Source data
════════════════════
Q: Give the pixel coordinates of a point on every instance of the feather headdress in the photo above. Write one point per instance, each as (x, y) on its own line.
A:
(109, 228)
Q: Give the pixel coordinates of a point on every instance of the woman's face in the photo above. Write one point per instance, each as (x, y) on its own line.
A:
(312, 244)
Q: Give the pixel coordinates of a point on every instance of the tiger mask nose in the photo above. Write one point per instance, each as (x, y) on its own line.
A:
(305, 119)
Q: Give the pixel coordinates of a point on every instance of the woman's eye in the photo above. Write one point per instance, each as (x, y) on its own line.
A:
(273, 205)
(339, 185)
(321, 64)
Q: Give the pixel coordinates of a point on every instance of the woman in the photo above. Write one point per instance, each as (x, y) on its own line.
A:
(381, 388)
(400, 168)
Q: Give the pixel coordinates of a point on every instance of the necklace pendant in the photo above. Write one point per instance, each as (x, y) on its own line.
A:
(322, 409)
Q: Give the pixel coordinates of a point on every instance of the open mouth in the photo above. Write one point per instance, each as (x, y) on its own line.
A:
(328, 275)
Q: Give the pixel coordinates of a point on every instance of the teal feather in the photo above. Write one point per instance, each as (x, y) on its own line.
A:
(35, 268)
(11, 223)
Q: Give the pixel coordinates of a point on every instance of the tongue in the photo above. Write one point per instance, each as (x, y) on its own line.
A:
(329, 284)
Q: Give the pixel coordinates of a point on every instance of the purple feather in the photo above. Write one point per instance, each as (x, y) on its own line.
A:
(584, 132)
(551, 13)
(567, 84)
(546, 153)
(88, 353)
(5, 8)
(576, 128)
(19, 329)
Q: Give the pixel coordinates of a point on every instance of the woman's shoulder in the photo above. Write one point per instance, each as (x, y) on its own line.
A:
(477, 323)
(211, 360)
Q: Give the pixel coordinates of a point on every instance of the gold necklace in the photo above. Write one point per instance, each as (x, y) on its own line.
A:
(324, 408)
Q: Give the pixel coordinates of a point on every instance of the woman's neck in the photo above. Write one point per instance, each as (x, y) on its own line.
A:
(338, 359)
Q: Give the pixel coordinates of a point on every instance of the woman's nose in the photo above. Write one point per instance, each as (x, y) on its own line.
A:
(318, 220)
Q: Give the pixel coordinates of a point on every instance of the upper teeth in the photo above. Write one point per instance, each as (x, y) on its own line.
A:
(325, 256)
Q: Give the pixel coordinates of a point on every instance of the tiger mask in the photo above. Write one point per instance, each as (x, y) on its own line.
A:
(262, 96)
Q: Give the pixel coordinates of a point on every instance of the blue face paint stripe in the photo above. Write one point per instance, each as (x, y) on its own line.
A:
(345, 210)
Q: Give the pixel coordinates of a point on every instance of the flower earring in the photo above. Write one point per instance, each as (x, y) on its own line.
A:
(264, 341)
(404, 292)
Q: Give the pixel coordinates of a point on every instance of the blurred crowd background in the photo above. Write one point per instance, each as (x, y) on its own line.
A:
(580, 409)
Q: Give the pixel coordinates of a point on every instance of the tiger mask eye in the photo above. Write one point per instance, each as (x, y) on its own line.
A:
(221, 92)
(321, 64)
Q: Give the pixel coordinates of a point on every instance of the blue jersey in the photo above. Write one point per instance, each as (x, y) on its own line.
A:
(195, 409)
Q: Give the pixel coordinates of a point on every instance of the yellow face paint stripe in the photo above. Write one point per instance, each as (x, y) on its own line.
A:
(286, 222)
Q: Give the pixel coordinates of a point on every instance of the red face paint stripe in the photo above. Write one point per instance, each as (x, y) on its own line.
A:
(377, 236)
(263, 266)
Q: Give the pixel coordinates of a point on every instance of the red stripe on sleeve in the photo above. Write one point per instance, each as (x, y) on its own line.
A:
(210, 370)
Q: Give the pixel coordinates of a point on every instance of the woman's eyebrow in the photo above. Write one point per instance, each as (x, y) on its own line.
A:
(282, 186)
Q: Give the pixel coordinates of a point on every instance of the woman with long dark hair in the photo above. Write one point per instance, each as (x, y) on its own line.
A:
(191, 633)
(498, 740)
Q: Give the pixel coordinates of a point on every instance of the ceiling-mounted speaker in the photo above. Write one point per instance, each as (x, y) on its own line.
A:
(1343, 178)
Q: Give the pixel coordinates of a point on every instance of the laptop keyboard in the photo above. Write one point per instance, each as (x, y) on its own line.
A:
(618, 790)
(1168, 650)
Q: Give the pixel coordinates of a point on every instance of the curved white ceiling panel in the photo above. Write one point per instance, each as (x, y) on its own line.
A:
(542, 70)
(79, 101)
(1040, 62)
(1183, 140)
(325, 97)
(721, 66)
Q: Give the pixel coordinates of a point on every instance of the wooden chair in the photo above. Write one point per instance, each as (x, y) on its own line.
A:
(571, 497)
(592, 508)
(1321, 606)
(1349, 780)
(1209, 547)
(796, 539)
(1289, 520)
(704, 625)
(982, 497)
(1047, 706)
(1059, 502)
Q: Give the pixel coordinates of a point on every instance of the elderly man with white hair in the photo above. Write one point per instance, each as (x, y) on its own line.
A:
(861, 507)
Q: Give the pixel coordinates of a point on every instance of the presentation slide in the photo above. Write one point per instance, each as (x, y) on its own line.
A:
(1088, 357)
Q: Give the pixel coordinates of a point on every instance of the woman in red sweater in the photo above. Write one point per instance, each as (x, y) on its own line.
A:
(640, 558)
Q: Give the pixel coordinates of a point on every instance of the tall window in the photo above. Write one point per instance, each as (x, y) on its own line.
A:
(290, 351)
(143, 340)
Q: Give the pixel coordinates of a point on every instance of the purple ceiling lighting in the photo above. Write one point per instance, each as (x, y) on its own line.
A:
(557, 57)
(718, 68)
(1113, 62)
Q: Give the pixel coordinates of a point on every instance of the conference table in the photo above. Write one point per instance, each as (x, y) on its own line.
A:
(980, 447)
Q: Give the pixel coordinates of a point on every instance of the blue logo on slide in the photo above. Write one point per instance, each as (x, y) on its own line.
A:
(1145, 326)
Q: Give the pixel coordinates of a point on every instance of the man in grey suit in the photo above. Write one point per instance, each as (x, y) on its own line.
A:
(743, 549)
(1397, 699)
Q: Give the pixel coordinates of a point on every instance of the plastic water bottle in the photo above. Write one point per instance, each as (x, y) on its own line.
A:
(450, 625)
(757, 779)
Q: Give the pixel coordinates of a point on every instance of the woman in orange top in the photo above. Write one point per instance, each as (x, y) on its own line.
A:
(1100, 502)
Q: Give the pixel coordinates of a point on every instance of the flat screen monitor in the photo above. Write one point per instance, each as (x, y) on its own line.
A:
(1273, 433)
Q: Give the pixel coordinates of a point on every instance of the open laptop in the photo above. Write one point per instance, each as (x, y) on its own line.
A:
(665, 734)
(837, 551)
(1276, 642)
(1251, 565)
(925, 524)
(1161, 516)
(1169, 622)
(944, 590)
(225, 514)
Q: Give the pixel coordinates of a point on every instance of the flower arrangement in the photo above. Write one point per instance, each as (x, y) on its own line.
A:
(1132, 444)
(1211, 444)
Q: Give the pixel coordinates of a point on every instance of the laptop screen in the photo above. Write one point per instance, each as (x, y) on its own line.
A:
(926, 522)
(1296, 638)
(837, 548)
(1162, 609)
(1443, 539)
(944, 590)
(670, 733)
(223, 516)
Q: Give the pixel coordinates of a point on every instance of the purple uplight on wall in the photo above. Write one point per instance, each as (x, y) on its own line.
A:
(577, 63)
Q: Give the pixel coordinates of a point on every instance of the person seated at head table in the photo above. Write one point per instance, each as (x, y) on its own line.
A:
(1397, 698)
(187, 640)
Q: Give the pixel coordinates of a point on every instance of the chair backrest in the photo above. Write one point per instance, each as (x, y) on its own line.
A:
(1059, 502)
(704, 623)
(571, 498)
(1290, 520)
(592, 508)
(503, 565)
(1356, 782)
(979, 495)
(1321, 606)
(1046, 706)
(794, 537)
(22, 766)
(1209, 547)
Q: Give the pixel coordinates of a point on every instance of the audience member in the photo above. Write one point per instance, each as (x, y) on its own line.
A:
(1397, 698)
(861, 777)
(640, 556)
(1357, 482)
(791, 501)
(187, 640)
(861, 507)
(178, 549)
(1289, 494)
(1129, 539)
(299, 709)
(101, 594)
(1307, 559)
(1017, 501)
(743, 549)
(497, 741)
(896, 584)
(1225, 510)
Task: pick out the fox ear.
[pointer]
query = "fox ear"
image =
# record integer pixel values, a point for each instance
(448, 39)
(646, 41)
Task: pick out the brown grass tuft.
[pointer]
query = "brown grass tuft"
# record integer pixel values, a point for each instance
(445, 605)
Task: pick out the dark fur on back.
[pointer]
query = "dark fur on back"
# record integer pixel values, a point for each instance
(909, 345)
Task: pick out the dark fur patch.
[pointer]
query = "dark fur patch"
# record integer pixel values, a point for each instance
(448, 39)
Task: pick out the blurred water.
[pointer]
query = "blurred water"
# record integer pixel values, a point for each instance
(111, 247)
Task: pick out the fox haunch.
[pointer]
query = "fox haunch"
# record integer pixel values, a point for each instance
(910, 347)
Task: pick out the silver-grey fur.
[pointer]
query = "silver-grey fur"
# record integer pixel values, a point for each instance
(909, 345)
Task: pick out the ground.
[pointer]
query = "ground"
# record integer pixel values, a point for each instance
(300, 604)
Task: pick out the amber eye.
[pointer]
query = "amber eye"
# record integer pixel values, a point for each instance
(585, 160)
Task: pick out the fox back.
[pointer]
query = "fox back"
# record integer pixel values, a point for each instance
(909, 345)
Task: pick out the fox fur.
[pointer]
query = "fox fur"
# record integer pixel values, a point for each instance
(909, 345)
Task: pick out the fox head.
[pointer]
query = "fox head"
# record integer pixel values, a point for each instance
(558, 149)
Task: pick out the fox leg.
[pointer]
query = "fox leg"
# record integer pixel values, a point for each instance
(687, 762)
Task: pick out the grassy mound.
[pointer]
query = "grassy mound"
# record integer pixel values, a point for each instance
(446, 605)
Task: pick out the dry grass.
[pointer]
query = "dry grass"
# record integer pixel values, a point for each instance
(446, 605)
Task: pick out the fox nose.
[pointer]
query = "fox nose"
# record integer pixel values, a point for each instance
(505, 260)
════════════════════
[What you will do] If a line above contains the word "brown", list it.

[Exercise solution]
Task: pick out the brown grass tuft.
query = "brown grass tuft"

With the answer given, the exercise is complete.